## [Task requirements]
Retype all of the data exactly as given.

## [Data section]
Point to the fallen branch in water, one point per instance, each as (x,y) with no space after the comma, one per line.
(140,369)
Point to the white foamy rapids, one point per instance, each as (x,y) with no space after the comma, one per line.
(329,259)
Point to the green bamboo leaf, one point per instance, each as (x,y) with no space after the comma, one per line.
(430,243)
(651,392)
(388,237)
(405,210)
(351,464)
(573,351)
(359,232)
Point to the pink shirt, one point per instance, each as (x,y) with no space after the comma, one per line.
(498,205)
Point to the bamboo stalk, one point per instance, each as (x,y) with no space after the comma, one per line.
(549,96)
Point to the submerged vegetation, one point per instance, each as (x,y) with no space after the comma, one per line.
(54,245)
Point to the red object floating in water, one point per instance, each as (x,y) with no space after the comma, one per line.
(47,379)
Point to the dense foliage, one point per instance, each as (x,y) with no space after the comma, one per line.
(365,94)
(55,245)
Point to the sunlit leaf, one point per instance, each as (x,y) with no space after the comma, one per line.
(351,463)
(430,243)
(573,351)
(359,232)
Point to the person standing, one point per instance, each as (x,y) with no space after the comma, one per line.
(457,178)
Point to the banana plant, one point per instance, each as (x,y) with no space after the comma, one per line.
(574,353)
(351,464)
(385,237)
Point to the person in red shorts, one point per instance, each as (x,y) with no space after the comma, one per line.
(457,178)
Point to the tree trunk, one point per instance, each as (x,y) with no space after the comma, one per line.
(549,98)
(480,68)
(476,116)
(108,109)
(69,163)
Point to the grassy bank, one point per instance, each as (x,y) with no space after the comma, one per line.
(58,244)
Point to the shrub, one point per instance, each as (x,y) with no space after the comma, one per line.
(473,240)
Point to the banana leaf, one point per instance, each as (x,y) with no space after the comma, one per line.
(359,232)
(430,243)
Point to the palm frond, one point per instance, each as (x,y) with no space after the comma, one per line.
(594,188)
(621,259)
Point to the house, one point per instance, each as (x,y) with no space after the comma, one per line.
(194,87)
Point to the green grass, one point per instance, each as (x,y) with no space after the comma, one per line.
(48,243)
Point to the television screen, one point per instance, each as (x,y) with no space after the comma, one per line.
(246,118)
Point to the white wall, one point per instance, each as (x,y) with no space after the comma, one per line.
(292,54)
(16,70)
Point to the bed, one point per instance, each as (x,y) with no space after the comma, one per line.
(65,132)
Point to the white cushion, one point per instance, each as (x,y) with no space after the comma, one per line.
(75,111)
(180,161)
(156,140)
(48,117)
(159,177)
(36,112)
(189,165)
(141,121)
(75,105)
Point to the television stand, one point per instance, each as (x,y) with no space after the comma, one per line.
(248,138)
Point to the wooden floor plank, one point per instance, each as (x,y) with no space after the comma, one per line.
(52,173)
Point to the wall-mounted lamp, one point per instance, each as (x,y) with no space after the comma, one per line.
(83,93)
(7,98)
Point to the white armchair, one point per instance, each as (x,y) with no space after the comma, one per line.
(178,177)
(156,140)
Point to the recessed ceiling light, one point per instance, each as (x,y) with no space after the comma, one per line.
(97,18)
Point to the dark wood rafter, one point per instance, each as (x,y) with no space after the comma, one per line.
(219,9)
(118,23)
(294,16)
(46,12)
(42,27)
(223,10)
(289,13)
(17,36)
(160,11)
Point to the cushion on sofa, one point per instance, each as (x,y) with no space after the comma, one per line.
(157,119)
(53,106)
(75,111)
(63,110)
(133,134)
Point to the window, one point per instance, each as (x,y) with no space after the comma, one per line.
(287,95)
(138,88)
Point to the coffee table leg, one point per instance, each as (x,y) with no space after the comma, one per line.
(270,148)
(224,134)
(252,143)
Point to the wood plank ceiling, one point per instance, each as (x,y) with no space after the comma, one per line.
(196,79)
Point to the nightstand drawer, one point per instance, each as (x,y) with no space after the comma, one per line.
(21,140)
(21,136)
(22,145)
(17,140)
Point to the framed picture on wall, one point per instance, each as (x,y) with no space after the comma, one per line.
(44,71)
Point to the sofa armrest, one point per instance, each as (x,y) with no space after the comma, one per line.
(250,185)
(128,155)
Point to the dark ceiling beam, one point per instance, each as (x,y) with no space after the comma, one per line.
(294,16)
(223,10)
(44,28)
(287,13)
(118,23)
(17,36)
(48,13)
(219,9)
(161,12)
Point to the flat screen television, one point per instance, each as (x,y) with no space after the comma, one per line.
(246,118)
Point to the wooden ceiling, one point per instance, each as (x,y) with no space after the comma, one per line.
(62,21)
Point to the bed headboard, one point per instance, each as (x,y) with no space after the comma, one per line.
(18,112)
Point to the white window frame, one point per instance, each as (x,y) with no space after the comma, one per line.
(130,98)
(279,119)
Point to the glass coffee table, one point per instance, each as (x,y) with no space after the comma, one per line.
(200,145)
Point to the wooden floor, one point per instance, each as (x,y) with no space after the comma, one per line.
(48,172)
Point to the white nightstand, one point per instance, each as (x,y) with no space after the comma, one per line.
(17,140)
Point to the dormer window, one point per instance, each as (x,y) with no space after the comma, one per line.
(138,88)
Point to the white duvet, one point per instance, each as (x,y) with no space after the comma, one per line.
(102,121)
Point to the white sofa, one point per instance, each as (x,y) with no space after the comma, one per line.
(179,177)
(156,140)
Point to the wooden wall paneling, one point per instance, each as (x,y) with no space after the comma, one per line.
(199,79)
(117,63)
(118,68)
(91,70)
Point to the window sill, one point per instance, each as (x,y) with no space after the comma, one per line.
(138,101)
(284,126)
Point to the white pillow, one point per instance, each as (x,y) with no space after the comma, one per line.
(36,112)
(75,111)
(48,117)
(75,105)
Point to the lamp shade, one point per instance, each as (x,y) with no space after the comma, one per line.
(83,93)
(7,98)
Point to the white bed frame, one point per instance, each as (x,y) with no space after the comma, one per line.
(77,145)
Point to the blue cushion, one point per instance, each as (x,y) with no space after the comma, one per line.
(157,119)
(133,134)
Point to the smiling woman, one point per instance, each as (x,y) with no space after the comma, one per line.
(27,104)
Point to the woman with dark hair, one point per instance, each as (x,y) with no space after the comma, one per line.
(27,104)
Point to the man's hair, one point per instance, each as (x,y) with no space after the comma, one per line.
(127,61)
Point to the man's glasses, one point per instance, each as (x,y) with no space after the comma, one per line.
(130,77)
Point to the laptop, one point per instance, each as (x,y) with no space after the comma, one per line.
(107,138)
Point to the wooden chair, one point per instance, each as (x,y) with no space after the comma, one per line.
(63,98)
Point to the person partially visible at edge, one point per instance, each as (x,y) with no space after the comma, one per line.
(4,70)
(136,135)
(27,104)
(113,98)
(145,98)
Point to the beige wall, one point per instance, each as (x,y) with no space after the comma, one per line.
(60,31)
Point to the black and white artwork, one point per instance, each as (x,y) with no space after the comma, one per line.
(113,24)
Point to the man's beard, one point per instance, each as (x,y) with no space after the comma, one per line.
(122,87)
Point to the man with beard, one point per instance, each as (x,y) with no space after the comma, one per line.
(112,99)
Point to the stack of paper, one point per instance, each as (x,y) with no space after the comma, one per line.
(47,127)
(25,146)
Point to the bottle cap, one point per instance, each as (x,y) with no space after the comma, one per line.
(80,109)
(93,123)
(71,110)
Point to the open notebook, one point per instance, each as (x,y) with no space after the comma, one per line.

## [Task answer]
Point to the fallen branch in water, one point per instance, each as (x,y) with no space after the comma, one per line.
(140,369)
Point to the white foamy rapids, one point per instance, each as (x,y) with no space after the comma, one per line.
(329,259)
Point to the green bamboo leaf, one point per instance, each as (x,y) with no space after the comma, one per line.
(430,243)
(651,392)
(388,237)
(405,210)
(351,464)
(573,351)
(359,232)
Point to the pink shirt, one point per instance, each as (x,y) with no space after the comma, one per line.
(498,205)
Point to the bamboo stalk, one point per instance, each as (x,y) with no space after the comma, one per line.
(549,96)
Point to the submerged vegetation, one point per instance, each as (x,y) with no space after the comma, one per line.
(54,245)
Point to the red object floating in water, one point per instance, each as (x,y) with no space after the comma, one per line.
(47,379)
Point to the dense foliage, one point per instance, each as (x,y) with no space after the comma, one per line.
(365,94)
(55,245)
Point to the sunlit leaf, one point per instance, each as (x,y) with no space after the comma, one per line.
(351,463)
(430,243)
(573,351)
(359,232)
Point to the person standing, one point per instance, each as (x,y) with no space after the comma, one per line.
(457,178)
Point to the banana plant, one point per instance, each as (x,y) with no space after the comma, one per line.
(574,353)
(351,464)
(385,237)
Point to the person in red shorts, one point per instance, each as (x,y) with no space after the comma, one per line.
(457,178)
Point to the tree trunk, one point per instance, each as (x,y) with no space after the comma, one per line.
(549,98)
(480,68)
(476,116)
(108,109)
(69,163)
Point to the grassy bank, one point per instance, each as (x,y) with no space after the comma, one per line.
(58,244)
Point to the shrub, one point per instance, each as (x,y) with no space after the comma, one per line.
(473,240)
Point to the banana leaf, one point per instance, each as (x,y) with no space after the comma, one per line.
(359,232)
(430,243)
Point to the palm frond, one point per instance, each as (x,y) with no space after the comma, one per line.
(594,188)
(621,259)
Point to the house, one point per instance, each as (x,y) with no space after the comma, one per line.
(194,87)
Point to the green grass, one point per instance, each as (x,y) with no space after the comma, one per line.
(48,243)
Point to the television screen, one point per instance, each as (x,y) with no space after the comma, one per line.
(246,118)
Point to the white wall, one point per instance, each as (x,y) with no space after the comma, one per line.
(292,54)
(16,70)
Point to the bed, one point per instance, each as (x,y) with no space after the comma, one per line.
(65,132)
Point to the white cushion, one point per instance, each as (x,y) with no space after the comma, one per line.
(75,111)
(180,161)
(156,140)
(48,117)
(159,177)
(36,112)
(189,165)
(141,121)
(75,105)
Point to the television stand, one point per instance, each as (x,y) with no space after the comma, one per line.
(248,138)
Point to the wooden floor plank, one point per instance, each as (x,y) with no space after the comma, one per line.
(52,173)
Point to the wall-mounted lamp, one point per instance, each as (x,y) with no space after the comma, one per line.
(83,93)
(7,98)
Point to the white armchair, one point per instance, each as (x,y) with no space after the comma, one per line.
(178,177)
(156,140)
Point to the recessed ceiling light, one point per instance, each as (x,y) with no space after the comma, one per line.
(97,18)
Point to the dark wood rafter, one point per instance, each as (x,y) with no space after the comma, one per line.
(219,9)
(118,23)
(294,16)
(46,12)
(42,27)
(223,10)
(289,13)
(17,36)
(160,11)
Point to the cushion on sofa, one point per instance, each as (x,y) with no space after the comma, one per line.
(157,119)
(53,106)
(75,111)
(63,110)
(133,134)
Point to the window, one point per instance, each as (x,y) with no space after the comma, one per line.
(287,95)
(138,88)
Point to the coffee table leg, one point per instance, each as (x,y) with no space after the comma, one per line.
(270,148)
(224,134)
(252,143)
Point to the wood plank ceiling, one point per instance, each as (x,y) with no space after the comma, one per line.
(196,79)
Point to the nightstand drawer, one point per instance, each as (x,y) with no space after the comma, one per line.
(21,140)
(21,136)
(22,145)
(17,140)
Point to the framed picture on wall, one point per instance, each as (x,y) with no space after the comma, one per line.
(44,71)
Point to the sofa armrest, one point per instance, each as (x,y) with no space after the comma, one per line.
(250,185)
(128,155)
Point to the dark ceiling beam, one point per instance, each as (x,y) with no space after the comma, one per line.
(294,16)
(223,10)
(44,28)
(287,13)
(118,23)
(17,36)
(48,13)
(219,9)
(161,12)
Point to the flat screen television, one point per instance, each as (x,y) with no space after the comma, one per line.
(246,118)
Point to the wooden ceiling, one point per instance, each as (x,y) with no space after the comma, one per line.
(62,21)
Point to the bed headboard, one point per instance, each as (x,y) with no space after the comma, one per line.
(18,112)
Point to the white window frame, one point per instance, each as (x,y) with no space after the comma, one per line.
(130,98)
(279,119)
Point to the glass coffee table, one point per instance, each as (x,y) with no space after the comma, one per line.
(200,145)
Point to the wooden floor, one point per instance, each as (x,y) with no space after the comma, one per line.
(48,172)
Point to the white nightstand, one point per instance, each as (x,y) with no space after the comma, one per line.
(17,140)
Point to the dormer window, one point per instance, each as (x,y) with no space after the comma, one per line.
(138,88)
Point to the white duvet, one point per instance, each as (x,y) with no space after the comma, one per line.
(102,121)
Point to the white sofa, one point per instance, each as (x,y) with no space after the comma, one per line.
(179,177)
(156,140)
Point to the wooden wall paneling, one point per instance, each as (x,y) with no space after the comma, one per line.
(199,79)
(117,63)
(118,68)
(91,70)
Point to the window sill, one point per instance, each as (x,y) with no space after the comma, one per line.
(138,101)
(284,126)
Point to the white pillow, one point per instance, each as (x,y) with no space after the comma, one per line.
(36,112)
(75,111)
(48,117)
(75,105)
Point to the lamp shade, one point per instance, each as (x,y) with no space after the comma, one per line.
(83,93)
(7,98)
Point to the white bed frame, one point per instance, each as (x,y) with no space after the comma, one per line.
(77,145)
Point to the blue cushion, one point per instance, each as (x,y) with no space after the comma, one per line.
(157,119)
(133,134)
Point to the smiling woman, one point per instance, each as (x,y) with no space after the comma, one per line.
(27,104)
Point to the woman with dark hair, one point per instance, each as (x,y) with no space after the comma, one per line.
(27,104)
Point to the man's hair, one point per instance, each as (x,y) with no space after the comma, one per line.
(127,61)
Point to the man's glasses, one point per instance, each as (x,y) with no space after the comma, one per line.
(130,77)
Point to the laptop, one point per instance, each as (x,y) with no space after the comma, one per line.
(107,138)
Point to the wooden chair, one point per instance, each as (x,y) with no space after the comma, one per line.
(63,98)
Point to the person partially visible at edge, one point per instance, each as (x,y) with no space after the comma, one per line.
(4,70)
(136,135)
(27,104)
(113,98)
(145,98)
Point to the beige wall, one point per instance, each as (x,y) with no space after the comma, one per line.
(60,31)
Point to the black and white artwork, one point per instance, each as (x,y) with no space after the comma, one per line.
(113,24)
Point to the man's beard, one point per instance, each as (x,y) with no space after the comma, one per line.
(122,87)
Point to the man with beard, one point per instance, each as (x,y) with no space after the comma, one per line.
(112,99)
Point to the stack of paper, one point per instance, each as (x,y) with no space after the comma, one per line.
(47,127)
(25,146)
Point to the bottle cap, one point per instance, each as (x,y) with no space after the comma, one per line.
(80,109)
(93,123)
(71,110)
Point to the open notebook, one point per instance, each as (x,y) with no space after the comma, one per line.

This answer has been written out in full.